▶ _ACTIVITY_:
In the records below, how many lines hold the string "baseboard"? Give only the number.

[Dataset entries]

______________________________

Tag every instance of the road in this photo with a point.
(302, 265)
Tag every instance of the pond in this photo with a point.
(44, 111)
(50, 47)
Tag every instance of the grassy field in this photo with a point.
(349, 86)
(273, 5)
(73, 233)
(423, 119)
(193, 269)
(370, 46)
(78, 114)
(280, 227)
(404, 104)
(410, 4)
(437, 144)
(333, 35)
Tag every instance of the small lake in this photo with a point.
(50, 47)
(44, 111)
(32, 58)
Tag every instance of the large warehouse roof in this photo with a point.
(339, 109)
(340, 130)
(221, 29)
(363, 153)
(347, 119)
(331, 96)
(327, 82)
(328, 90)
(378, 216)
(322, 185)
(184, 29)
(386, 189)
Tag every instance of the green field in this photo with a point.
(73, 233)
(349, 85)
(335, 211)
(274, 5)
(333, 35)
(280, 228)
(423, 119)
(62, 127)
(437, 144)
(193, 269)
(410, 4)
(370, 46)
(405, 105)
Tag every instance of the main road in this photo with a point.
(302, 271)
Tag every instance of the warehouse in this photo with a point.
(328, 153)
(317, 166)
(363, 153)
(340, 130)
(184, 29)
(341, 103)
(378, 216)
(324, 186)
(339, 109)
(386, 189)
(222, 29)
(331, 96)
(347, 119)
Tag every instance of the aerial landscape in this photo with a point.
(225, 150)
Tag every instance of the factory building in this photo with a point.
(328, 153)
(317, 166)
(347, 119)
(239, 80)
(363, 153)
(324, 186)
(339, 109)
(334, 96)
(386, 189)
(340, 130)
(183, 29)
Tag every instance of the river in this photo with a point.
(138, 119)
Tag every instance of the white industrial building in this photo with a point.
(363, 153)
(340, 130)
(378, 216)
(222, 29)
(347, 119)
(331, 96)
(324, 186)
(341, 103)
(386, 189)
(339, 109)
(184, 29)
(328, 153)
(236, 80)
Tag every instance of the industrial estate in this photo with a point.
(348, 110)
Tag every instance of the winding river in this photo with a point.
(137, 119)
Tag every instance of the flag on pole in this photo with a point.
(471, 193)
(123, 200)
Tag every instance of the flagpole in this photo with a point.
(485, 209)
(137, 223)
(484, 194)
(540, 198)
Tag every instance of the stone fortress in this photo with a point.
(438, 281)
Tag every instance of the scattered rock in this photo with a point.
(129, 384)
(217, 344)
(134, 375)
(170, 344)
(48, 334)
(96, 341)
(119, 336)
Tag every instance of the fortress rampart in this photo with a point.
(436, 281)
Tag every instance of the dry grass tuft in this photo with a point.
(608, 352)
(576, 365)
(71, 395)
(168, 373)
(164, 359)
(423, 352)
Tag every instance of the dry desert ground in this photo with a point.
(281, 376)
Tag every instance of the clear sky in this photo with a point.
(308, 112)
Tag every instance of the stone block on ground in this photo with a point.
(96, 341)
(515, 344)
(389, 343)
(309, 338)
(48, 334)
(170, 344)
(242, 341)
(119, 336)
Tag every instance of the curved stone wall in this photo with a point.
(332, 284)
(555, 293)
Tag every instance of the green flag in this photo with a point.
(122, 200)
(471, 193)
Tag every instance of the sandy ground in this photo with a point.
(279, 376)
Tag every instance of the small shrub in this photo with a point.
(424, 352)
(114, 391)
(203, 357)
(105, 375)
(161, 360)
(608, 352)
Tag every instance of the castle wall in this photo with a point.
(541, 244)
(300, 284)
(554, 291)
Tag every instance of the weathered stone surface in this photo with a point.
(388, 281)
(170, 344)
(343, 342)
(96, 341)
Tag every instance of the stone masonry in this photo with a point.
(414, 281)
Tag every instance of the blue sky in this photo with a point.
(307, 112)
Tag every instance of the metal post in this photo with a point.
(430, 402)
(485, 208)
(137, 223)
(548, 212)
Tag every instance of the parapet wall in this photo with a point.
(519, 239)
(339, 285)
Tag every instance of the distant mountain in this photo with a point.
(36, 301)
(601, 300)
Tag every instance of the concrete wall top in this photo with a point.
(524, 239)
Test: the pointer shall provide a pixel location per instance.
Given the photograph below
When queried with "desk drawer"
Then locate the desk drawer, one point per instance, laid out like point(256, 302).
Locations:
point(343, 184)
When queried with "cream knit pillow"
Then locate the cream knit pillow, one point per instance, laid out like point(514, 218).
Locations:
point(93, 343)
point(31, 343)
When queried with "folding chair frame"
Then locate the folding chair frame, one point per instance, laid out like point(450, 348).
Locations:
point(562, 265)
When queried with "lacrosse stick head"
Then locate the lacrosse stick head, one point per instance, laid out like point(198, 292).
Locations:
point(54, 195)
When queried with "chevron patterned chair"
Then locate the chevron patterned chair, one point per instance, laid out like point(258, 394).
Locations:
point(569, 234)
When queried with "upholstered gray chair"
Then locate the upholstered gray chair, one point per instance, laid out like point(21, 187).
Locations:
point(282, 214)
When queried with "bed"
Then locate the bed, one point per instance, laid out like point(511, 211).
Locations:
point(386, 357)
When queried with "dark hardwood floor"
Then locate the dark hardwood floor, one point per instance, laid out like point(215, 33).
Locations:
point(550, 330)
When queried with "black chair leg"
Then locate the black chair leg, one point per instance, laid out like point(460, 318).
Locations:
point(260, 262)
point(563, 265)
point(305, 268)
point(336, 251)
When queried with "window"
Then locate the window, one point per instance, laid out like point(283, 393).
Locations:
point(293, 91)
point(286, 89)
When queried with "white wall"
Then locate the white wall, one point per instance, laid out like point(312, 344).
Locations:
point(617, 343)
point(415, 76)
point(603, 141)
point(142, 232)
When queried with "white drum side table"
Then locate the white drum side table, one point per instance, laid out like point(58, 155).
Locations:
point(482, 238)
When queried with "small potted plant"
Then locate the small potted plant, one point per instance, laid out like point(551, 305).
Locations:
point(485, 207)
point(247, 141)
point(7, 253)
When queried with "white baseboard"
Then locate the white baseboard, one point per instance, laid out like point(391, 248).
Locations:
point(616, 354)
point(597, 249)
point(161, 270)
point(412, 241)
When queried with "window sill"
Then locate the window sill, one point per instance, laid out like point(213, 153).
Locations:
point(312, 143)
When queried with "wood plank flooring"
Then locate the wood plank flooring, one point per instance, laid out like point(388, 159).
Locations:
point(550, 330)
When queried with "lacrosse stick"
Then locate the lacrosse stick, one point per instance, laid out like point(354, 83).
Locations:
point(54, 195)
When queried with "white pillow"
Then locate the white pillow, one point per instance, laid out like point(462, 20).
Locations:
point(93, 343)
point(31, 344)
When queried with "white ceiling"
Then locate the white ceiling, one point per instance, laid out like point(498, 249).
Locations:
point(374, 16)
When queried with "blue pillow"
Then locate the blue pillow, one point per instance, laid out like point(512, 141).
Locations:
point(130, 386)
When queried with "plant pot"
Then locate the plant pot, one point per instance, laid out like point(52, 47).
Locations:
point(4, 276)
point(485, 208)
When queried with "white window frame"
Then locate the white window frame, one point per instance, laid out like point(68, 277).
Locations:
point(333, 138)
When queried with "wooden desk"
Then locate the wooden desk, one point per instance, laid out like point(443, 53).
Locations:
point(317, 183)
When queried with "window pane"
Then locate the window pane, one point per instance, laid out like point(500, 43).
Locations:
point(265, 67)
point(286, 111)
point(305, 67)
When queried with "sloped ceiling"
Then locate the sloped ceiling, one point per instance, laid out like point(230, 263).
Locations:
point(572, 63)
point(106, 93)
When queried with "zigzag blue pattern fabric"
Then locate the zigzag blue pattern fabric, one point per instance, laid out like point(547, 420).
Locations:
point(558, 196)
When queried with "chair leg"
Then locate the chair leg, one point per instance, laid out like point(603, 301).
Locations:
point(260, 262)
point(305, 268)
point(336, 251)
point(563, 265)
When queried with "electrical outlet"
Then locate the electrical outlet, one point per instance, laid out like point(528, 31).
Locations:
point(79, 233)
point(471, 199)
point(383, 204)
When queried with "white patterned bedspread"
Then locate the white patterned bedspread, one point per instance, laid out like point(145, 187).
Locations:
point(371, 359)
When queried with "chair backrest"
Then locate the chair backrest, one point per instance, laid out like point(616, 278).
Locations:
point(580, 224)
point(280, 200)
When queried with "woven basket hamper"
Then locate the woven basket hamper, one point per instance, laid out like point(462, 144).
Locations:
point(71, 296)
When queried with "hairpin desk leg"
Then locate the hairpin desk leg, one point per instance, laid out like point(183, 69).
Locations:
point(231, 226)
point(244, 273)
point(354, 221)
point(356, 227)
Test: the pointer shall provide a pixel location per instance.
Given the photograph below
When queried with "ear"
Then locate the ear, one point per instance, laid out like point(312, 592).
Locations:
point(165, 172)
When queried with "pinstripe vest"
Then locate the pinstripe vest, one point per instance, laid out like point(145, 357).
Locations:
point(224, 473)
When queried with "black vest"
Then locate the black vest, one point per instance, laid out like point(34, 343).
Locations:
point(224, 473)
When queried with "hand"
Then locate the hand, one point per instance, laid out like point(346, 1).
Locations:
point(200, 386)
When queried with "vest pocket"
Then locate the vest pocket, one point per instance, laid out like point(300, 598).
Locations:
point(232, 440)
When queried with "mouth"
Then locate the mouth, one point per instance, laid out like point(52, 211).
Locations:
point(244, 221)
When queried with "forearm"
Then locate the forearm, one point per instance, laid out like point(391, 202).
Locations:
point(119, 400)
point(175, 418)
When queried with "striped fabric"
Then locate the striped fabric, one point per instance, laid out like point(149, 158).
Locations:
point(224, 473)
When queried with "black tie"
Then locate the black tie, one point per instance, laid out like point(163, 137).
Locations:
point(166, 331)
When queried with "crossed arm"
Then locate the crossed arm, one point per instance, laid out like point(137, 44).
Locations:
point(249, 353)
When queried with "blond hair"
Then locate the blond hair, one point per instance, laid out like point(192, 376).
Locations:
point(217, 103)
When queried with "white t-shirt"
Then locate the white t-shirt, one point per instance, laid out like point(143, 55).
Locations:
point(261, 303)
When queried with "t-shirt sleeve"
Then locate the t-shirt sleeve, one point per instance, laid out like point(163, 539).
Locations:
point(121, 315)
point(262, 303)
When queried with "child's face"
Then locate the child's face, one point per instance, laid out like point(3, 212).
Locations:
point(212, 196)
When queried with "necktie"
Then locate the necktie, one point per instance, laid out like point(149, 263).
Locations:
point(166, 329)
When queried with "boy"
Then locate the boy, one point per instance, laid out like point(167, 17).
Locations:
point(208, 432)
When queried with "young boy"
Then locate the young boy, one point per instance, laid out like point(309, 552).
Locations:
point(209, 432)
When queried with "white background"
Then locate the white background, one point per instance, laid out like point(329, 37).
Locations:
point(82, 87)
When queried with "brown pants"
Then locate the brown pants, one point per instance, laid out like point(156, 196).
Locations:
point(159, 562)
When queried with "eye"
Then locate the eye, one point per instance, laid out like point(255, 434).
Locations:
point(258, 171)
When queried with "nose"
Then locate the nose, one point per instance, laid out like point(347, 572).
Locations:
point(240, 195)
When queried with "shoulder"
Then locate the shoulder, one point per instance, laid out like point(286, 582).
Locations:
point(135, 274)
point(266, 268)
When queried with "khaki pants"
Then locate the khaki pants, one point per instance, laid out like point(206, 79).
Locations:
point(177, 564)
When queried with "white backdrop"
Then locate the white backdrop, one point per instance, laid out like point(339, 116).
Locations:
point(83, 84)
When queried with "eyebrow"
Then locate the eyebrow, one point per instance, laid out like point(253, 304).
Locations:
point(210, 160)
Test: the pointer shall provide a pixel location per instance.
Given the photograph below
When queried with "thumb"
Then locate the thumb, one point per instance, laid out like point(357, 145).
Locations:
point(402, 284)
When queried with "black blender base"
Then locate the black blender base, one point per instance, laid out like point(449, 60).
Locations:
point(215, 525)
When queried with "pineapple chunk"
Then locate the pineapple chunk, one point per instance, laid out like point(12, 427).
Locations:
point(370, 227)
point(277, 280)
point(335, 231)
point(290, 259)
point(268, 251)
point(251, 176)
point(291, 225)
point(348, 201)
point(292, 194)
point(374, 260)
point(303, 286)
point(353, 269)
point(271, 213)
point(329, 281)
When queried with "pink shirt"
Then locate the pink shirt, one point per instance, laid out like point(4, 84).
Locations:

______________________________

▶ _EXPECTED ANSWER_:
2